Aim of the task
Could you repeat the whole listing below exactly as it stands?

───── Task inputs

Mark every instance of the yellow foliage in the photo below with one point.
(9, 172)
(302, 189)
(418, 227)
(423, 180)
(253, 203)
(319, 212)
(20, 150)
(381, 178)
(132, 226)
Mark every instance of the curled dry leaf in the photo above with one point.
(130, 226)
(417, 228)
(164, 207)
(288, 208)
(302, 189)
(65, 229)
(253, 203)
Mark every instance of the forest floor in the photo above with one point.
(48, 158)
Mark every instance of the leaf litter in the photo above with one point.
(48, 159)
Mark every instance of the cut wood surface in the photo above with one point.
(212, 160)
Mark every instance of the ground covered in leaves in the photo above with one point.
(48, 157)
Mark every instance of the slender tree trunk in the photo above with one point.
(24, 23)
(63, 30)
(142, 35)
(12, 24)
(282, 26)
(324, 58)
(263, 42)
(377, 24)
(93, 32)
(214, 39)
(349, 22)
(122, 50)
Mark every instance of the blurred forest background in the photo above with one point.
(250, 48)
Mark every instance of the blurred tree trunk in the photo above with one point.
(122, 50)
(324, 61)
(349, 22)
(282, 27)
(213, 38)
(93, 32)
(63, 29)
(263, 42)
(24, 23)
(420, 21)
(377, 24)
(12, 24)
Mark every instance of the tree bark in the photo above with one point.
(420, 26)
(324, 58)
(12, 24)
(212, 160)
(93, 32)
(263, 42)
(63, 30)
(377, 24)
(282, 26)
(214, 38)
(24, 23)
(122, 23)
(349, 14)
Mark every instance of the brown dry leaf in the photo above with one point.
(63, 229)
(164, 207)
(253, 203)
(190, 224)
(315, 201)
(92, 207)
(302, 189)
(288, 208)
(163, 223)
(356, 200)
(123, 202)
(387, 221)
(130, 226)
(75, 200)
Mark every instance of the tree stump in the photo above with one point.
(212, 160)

──────────

The answer
Mark every instance of the yellow foliage in the photo below with one point.
(9, 172)
(302, 189)
(418, 227)
(423, 180)
(253, 203)
(319, 212)
(20, 150)
(381, 178)
(132, 226)
Mark every instance of the curled dry leaf in the photo above with one point.
(130, 226)
(417, 228)
(164, 207)
(288, 208)
(302, 189)
(65, 229)
(253, 203)
Mark every instance of the forest floor in the photo above with one point.
(48, 158)
Mark every instance of the leaf litter in the photo above with one point.
(48, 159)
Mark every instance of the cut wood surface in the photo above with one point.
(212, 160)
Mark every instance of the ground covered in leaves in the photo above with one point.
(48, 157)
Mark every instance of the slender tree trunk in the photo above with one point.
(24, 23)
(63, 30)
(142, 35)
(12, 24)
(282, 26)
(324, 58)
(263, 42)
(377, 24)
(93, 32)
(214, 39)
(349, 22)
(122, 50)
Mark every instance of the blurred forest background in the photo above with one point.
(250, 48)
Mark every instance of the blurred tree trunk in the photo above with one point.
(122, 50)
(324, 61)
(349, 22)
(282, 27)
(213, 38)
(93, 32)
(63, 29)
(263, 42)
(24, 23)
(420, 21)
(377, 24)
(12, 24)
Mark every instance of the tree bark in the photo above with one point.
(420, 26)
(324, 58)
(12, 24)
(212, 160)
(93, 32)
(263, 42)
(63, 30)
(377, 24)
(282, 26)
(214, 38)
(24, 23)
(122, 23)
(349, 14)
Mark every instance of the brown dry leaf in the photo above with one point.
(63, 229)
(164, 207)
(253, 203)
(190, 224)
(315, 201)
(92, 207)
(302, 189)
(288, 208)
(163, 223)
(356, 200)
(123, 202)
(387, 221)
(130, 226)
(75, 200)
Mark every instance of the tree stump in the photo above with one point.
(212, 160)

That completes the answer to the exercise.